Repeat every record exactly, but omit the images.
Input data section start
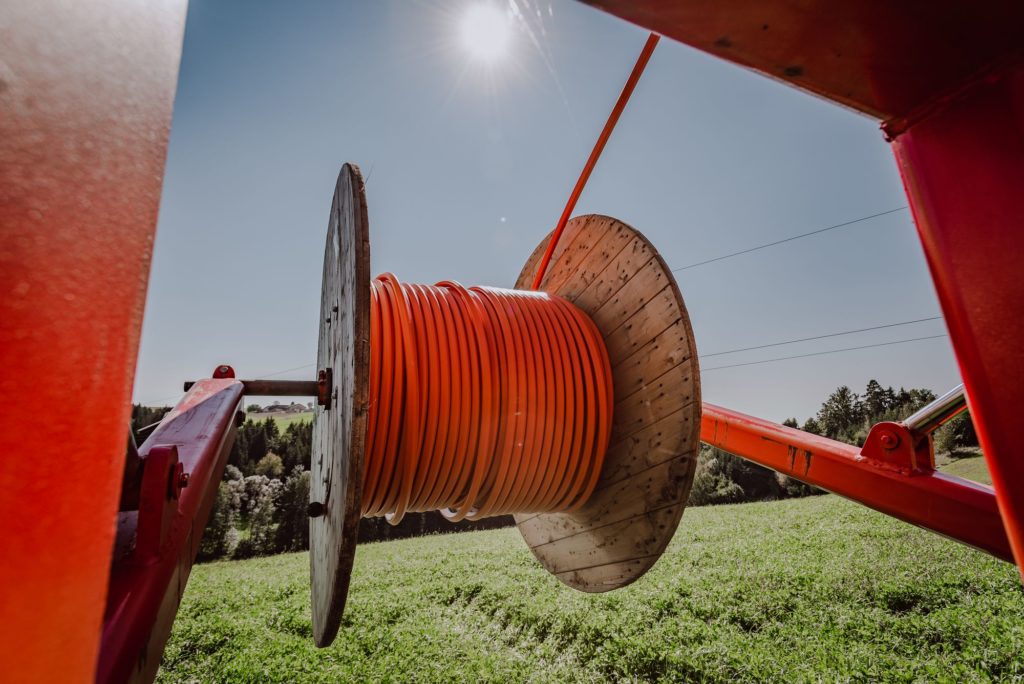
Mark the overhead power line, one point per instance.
(821, 353)
(788, 240)
(820, 337)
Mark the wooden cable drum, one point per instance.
(574, 408)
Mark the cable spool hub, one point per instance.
(643, 347)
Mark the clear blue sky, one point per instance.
(469, 167)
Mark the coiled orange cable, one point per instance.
(482, 401)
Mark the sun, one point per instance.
(485, 32)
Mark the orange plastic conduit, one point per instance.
(482, 401)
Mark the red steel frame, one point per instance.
(86, 99)
(947, 80)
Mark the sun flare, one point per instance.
(485, 31)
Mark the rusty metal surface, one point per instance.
(915, 493)
(86, 90)
(877, 56)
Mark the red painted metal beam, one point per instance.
(888, 479)
(157, 545)
(962, 159)
(877, 56)
(86, 90)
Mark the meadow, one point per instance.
(798, 590)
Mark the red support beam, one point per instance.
(962, 159)
(86, 90)
(157, 544)
(887, 479)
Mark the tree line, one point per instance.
(261, 504)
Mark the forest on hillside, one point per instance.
(261, 502)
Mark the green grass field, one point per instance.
(799, 590)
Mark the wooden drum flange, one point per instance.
(340, 432)
(615, 275)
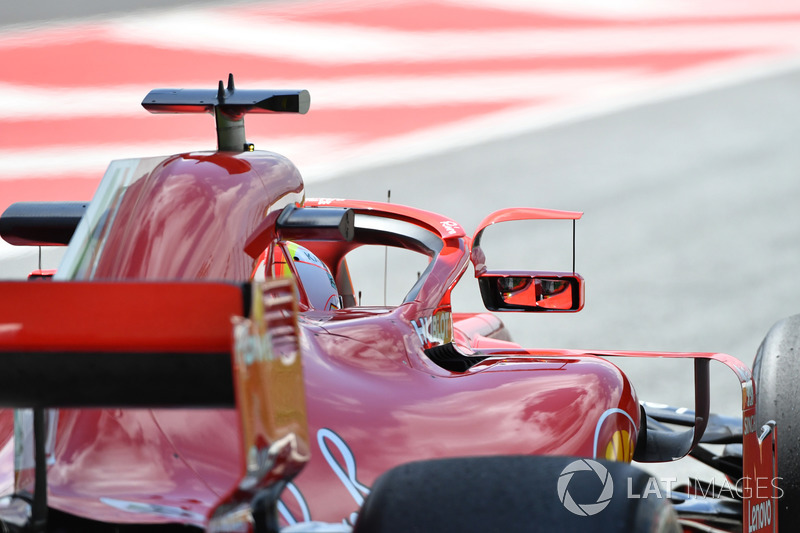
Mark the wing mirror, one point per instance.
(538, 292)
(527, 291)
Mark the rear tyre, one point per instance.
(516, 494)
(776, 372)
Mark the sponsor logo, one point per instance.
(450, 227)
(760, 516)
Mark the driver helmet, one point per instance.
(315, 277)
Input data section end
The completed task =>
Mark the overhead power line, one point per instance.
(821, 353)
(788, 240)
(820, 337)
Mark the wooden cable drum, one point per instance.
(574, 408)
Mark the cable spool hub, one point per instance.
(643, 347)
Mark the clear blue sky, one point per instance.
(469, 167)
Mark the coiled orange cable, one point per instance.
(482, 401)
Mark the sun, one point per instance.
(485, 32)
Mark the orange plastic conduit, one point per instance.
(482, 401)
Mark the red steel frame, one point per instance.
(86, 99)
(947, 80)
Mark the sun flare, one point per instance.
(485, 31)
Mark the rusty metal surface, one point per instance.
(915, 493)
(86, 90)
(877, 56)
Mark the red painted metal beam, one point per instance.
(888, 479)
(157, 545)
(962, 159)
(877, 56)
(86, 90)
Mark the meadow, one point per instance.
(798, 590)
Mark the red support beam, one point per instance.
(962, 159)
(86, 90)
(157, 544)
(887, 479)
Mark the tree line, one point per instance.
(261, 504)
Mark the forest on hillside, one point per instance.
(261, 502)
Mark the green grass field, one point per instance.
(799, 590)
Mark the wooden drum flange, one point per instance.
(340, 432)
(615, 275)
Mark the wing mirror, one point per instance.
(538, 292)
(527, 291)
Mark the rear tyre, one point per instance.
(516, 494)
(776, 372)
Mark the sponsor logo, one point per instance.
(450, 227)
(760, 516)
Mark the driver helmet, one point per instance.
(315, 277)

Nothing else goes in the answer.